** Document passage **

CLAIM: Why are the people of Egypt held responsible for the actions of Pharaoh? Isn’t this cruel and unusual? They didn’t disobey God. Why would they be held responsible?
RESPONSE: A number of responses can be made:
First, the Egyptians were far from innocent. Pharaoh had murdered all of the infant Hebrew boys by drowning them in the Nile River (Ex. 1:22). Egypt had grown rich by enslaving the Jewish people for 400 years (Gen. 15:13). While Pharaoh carried out this plot, the Egyptian people benefited from his decision to enslave the Jews. Now, the Egyptian people were being held culpable for standing idly by, while this was happening. God had promised to curse those who cursed Israel (Gen. 12:3). If God did not act, he would have been reneging on his promise to Abraham.
Second, while Pharaoh killed every Hebrew infant boy, God only judged the firstborn of Egypt. God’s judgment was mild in comparison to Pharaoh’s judgment. Moreover, the text never states that Pharaoh’s edict (to kill the Hebrew infants) was ever rescinded. It’s possible that the Pharaoh was currently killing the Hebrew boys at the time of the plagues.

(Entries drawn from a collection)

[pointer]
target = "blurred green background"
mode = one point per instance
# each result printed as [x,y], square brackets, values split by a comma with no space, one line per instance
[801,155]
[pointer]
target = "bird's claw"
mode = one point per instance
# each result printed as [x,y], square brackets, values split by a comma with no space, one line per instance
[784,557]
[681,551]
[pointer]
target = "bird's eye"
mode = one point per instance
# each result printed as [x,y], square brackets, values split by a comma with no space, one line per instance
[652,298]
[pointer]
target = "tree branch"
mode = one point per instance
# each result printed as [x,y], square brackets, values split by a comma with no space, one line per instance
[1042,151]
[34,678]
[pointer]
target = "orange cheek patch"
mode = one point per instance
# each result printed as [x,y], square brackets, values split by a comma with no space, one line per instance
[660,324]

** Your objective **
In the passage on why Egypt's people were held responsible for Pharaoh's actions, repeat the stretch from "Second, while Pharaoh" through "of the plagues." word for word.

** Written answer **
Second, while Pharaoh killed every Hebrew infant boy, God only judged the firstborn of Egypt. God’s judgment was mild in comparison to Pharaoh’s judgment. Moreover, the text never states that Pharaoh’s edict (to kill the Hebrew infants) was ever rescinded. It’s possible that the Pharaoh was currently killing the Hebrew boys at the time of the plagues.